<<<<

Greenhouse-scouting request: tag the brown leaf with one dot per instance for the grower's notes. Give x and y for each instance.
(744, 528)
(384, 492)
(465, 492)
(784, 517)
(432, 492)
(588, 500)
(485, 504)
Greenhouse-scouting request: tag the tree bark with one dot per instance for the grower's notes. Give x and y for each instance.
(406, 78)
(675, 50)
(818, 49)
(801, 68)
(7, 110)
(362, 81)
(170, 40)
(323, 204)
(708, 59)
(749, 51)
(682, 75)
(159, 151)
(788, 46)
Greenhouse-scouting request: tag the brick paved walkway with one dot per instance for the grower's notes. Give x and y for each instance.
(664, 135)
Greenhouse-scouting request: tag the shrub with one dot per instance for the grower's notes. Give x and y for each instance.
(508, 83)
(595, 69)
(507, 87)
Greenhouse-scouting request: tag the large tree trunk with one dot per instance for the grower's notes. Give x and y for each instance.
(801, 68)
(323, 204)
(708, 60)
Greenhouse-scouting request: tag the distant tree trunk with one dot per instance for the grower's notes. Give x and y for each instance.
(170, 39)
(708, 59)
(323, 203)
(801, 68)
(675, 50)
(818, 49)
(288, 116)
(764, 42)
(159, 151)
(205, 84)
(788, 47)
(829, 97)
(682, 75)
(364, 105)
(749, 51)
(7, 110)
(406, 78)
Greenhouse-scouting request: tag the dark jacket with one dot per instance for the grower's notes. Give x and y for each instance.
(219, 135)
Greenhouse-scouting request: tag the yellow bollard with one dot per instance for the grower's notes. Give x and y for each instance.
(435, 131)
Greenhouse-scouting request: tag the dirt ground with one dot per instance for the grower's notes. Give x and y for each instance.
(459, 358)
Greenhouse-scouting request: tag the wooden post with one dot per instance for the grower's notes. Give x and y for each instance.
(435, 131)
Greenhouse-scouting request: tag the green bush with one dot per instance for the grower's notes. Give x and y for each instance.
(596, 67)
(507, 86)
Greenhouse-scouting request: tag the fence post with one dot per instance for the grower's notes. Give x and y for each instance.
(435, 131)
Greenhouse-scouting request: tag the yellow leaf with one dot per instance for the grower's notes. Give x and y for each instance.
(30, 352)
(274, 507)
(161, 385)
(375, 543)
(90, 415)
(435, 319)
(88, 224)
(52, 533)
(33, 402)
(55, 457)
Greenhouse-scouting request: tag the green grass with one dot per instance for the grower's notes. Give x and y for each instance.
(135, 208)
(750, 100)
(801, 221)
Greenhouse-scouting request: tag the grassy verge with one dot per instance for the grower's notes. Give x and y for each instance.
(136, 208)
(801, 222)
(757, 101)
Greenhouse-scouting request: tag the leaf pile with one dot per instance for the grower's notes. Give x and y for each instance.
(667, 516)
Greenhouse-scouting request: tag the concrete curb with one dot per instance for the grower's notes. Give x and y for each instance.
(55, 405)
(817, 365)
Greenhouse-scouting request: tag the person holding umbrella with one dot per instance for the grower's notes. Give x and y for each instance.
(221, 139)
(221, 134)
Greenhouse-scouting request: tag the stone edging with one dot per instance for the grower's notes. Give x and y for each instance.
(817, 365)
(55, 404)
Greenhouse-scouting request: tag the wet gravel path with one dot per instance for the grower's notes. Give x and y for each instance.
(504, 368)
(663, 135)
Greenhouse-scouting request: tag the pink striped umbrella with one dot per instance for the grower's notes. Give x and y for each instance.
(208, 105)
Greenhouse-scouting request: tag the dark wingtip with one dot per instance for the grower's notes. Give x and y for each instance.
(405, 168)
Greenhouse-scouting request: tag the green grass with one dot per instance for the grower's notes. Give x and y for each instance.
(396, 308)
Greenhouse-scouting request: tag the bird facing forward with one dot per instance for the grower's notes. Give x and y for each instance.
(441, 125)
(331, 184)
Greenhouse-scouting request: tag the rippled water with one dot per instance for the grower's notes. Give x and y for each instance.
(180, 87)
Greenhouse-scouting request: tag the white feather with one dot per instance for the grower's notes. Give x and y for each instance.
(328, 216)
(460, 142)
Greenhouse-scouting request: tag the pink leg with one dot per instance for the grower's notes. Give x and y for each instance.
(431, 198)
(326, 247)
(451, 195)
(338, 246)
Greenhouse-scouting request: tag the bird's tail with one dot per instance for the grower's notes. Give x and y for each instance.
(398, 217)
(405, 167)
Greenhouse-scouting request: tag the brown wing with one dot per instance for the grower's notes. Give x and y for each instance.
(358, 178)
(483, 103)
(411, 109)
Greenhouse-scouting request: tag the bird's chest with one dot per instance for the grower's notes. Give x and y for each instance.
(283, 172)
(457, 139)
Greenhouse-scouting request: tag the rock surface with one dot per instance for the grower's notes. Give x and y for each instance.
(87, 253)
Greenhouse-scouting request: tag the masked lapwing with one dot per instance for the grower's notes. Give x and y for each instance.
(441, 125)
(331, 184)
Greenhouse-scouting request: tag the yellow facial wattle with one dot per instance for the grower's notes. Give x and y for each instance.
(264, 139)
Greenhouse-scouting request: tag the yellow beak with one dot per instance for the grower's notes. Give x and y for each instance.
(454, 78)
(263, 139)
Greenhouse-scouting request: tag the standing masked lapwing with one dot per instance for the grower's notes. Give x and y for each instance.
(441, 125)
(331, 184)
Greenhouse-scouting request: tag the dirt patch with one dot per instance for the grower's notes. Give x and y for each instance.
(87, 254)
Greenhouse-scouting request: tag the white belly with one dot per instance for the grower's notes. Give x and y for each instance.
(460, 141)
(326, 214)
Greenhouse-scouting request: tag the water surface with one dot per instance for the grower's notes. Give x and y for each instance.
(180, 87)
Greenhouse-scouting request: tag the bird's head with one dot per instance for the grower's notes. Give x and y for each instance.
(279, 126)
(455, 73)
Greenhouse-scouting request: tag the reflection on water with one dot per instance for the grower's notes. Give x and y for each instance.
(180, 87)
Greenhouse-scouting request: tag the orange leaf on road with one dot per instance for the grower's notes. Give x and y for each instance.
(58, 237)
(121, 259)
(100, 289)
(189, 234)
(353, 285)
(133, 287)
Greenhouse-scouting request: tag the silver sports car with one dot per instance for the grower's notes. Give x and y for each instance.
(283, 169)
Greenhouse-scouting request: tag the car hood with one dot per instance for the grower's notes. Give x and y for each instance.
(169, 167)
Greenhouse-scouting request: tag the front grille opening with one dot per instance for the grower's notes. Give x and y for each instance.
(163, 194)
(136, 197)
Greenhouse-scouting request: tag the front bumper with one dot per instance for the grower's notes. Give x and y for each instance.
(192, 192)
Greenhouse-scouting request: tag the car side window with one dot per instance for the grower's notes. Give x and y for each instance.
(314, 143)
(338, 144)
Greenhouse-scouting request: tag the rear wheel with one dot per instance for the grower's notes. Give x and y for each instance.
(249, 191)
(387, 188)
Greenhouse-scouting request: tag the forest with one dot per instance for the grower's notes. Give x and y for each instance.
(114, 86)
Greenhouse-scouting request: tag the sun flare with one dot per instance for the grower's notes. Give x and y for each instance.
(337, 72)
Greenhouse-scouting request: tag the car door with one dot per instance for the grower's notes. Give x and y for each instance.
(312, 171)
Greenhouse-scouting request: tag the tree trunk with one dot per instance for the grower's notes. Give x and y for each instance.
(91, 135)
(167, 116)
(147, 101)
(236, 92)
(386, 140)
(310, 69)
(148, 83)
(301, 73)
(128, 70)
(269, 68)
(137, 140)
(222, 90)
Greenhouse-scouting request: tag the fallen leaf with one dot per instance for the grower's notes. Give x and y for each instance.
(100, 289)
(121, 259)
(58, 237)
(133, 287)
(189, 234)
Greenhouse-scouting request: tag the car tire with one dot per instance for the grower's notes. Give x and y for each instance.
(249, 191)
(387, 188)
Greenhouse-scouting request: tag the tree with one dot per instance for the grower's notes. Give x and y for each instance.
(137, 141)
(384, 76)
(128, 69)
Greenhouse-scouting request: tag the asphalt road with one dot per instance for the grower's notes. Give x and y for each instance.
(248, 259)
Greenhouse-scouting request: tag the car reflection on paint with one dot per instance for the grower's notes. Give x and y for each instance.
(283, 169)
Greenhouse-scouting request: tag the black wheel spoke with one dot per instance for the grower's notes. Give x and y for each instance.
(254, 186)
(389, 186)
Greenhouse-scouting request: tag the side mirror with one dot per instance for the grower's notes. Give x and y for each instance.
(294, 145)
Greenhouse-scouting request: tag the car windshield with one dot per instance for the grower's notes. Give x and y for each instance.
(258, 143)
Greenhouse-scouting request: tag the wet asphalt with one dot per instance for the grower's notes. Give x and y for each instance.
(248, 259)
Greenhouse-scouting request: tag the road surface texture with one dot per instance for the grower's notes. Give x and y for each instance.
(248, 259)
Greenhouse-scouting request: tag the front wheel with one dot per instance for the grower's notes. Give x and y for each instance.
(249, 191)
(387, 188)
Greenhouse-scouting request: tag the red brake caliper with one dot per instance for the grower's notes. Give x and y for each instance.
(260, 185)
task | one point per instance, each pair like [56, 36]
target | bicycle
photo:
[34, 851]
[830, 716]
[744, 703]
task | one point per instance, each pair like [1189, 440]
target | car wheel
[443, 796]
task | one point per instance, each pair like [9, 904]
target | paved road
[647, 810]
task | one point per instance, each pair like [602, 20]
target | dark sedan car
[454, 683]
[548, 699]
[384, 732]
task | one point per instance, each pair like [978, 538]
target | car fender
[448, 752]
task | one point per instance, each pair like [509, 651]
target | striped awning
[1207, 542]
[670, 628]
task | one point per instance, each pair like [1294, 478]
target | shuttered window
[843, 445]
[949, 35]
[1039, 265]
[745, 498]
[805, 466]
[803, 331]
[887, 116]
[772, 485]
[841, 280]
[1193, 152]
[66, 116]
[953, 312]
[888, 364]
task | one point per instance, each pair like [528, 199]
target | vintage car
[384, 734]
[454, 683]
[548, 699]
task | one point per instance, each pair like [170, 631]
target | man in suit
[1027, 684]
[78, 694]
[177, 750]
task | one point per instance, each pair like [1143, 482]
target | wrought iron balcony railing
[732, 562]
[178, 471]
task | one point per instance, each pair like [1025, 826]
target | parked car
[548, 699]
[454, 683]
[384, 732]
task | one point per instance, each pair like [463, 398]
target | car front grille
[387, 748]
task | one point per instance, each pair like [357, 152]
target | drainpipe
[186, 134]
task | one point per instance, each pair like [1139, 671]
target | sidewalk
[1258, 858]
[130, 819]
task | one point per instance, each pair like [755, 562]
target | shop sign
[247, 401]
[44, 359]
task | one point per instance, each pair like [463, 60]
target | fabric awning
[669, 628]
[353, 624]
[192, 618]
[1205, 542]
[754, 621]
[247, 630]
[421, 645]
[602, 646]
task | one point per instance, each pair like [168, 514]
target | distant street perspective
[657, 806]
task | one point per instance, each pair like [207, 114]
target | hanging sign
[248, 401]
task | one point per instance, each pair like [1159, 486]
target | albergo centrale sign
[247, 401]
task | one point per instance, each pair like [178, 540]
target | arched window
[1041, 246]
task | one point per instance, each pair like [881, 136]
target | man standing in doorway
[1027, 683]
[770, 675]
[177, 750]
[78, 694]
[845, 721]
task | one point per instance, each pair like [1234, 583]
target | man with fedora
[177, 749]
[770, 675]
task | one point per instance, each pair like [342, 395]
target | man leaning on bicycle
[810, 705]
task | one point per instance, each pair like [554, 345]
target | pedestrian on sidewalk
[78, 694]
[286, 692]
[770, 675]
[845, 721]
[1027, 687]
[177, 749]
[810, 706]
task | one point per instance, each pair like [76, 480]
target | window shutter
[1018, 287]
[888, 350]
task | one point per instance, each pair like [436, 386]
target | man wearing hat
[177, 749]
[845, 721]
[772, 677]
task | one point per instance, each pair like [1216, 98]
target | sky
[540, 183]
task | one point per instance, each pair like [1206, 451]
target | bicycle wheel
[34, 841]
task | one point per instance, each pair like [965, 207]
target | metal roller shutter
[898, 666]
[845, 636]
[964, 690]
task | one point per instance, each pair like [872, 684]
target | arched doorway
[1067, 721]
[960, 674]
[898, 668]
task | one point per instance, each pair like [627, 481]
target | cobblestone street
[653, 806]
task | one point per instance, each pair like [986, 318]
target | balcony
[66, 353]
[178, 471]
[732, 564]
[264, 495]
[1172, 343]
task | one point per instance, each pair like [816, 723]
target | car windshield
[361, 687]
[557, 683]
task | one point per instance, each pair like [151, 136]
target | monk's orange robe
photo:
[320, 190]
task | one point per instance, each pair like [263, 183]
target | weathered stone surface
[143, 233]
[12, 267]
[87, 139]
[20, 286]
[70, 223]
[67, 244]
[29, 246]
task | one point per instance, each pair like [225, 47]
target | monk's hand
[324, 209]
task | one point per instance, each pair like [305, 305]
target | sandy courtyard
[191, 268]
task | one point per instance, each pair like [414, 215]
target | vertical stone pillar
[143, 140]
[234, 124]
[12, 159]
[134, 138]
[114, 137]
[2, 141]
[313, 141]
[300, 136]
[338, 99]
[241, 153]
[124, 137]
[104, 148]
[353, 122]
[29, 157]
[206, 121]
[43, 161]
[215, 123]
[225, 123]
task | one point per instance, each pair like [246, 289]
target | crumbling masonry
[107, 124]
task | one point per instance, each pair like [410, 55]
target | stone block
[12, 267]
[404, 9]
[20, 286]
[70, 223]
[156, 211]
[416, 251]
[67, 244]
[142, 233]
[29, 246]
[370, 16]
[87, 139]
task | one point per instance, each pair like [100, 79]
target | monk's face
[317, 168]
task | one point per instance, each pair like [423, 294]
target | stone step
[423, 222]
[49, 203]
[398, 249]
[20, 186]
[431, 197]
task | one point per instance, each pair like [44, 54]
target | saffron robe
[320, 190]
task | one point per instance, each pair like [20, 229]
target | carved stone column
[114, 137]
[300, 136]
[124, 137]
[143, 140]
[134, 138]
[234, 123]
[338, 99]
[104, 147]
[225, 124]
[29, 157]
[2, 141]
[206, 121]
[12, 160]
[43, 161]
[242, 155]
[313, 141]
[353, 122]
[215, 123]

>>>>

#### Problem statement
Take from the material above the lines running from the one with "task | one point per instance, each pair like [170, 631]" through the one with "task | one point per instance, each pair like [207, 114]", and repeat them exactly, with nothing else.

#### Written solution
task | one point per instance, each pair like [170, 631]
target | man in suit
[1027, 684]
[78, 694]
[177, 750]
task | one point per instance, each pair like [1143, 482]
target | wrought iron balcony railing
[732, 562]
[178, 471]
task | one point per instance, each pair like [1025, 826]
target | parked car
[548, 699]
[454, 683]
[384, 732]
task | one point per instance, each pair like [463, 398]
target | car front grille
[387, 748]
task | one point per instance, each pair like [357, 152]
target | drainpipe
[186, 134]
task | one point per instance, each pair like [1139, 671]
target | sidewalk
[1258, 858]
[130, 819]
task | one point per instance, each pair like [755, 562]
target | shop sign
[247, 401]
[44, 359]
task | one point per instance, each pair like [463, 60]
target | fabric awning
[669, 628]
[353, 624]
[192, 618]
[1205, 542]
[754, 621]
[247, 630]
[421, 645]
[602, 646]
task | one point per instance, each pair like [168, 514]
target | distant street perspective
[657, 806]
task | one point per instance, each pair like [207, 114]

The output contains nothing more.